◆ **EXERCISE PROMPT**: Repeat word for word the line with "of the harbour" and every line after it until the records below run out.

◆ **DATA TO USE**:
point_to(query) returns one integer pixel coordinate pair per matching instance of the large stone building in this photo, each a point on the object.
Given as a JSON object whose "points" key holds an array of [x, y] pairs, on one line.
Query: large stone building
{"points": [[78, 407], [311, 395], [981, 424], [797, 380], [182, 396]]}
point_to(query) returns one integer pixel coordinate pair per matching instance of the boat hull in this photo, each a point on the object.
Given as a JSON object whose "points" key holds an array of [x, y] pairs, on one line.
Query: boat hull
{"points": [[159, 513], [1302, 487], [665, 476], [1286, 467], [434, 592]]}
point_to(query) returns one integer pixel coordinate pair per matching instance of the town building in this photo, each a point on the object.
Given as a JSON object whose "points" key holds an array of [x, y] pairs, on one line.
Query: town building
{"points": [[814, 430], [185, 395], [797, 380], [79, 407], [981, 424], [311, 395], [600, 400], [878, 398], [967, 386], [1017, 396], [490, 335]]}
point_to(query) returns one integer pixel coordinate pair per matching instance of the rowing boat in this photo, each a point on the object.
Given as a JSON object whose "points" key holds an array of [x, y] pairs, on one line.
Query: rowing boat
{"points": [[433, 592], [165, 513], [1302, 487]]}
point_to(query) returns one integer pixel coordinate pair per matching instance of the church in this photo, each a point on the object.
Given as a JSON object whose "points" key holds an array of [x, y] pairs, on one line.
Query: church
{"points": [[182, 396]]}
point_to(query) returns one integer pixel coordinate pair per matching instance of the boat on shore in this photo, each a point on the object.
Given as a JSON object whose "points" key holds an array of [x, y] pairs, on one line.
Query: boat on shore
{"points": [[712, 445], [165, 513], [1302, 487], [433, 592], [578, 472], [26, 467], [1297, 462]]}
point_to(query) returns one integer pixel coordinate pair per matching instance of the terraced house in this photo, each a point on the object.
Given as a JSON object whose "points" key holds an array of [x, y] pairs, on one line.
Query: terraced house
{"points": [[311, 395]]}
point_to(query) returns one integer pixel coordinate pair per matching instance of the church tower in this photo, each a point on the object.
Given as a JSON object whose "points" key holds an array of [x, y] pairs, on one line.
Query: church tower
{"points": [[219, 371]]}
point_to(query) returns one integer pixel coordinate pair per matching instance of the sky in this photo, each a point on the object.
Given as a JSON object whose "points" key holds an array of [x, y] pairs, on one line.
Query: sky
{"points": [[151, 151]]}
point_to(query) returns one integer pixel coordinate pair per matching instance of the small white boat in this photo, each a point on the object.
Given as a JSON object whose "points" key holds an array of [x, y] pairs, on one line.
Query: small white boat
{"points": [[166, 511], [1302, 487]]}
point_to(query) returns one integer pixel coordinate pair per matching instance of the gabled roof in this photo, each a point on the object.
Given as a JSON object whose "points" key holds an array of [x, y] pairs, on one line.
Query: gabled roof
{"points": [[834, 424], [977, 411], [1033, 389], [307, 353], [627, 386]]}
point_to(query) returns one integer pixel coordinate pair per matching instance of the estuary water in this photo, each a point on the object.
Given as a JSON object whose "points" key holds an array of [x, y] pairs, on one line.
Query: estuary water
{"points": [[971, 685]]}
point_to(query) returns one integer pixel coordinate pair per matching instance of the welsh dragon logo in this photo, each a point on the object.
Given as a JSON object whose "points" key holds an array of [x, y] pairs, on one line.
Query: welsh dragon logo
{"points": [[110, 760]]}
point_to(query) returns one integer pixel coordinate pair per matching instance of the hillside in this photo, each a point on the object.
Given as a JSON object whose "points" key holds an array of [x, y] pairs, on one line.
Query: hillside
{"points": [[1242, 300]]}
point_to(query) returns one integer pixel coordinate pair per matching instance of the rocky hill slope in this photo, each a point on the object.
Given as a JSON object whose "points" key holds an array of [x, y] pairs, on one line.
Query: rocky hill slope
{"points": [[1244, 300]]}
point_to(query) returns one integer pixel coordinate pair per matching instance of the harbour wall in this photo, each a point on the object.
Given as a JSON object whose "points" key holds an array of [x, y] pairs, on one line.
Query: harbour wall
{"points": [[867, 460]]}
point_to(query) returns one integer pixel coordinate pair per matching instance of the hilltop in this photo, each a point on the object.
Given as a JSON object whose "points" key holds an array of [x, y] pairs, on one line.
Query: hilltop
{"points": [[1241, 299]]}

◆ **EXERCISE SOLUTION**:
point_to(query) returns one integer pixel coordinate pair per matching instance of the harbour wall in this photo, each a point on the object.
Given as a JSON object whose "points" key holds an array of [x, y] pairs, on one line.
Query: harbour wall
{"points": [[867, 460]]}
point_to(query) returns one integer pixel coordinate pair per matching instance of the hilltop in this photo, each a point on the object.
Given as a JSON object whose "points" key holds an array of [x, y] pairs, on one line.
Query: hilltop
{"points": [[1241, 299]]}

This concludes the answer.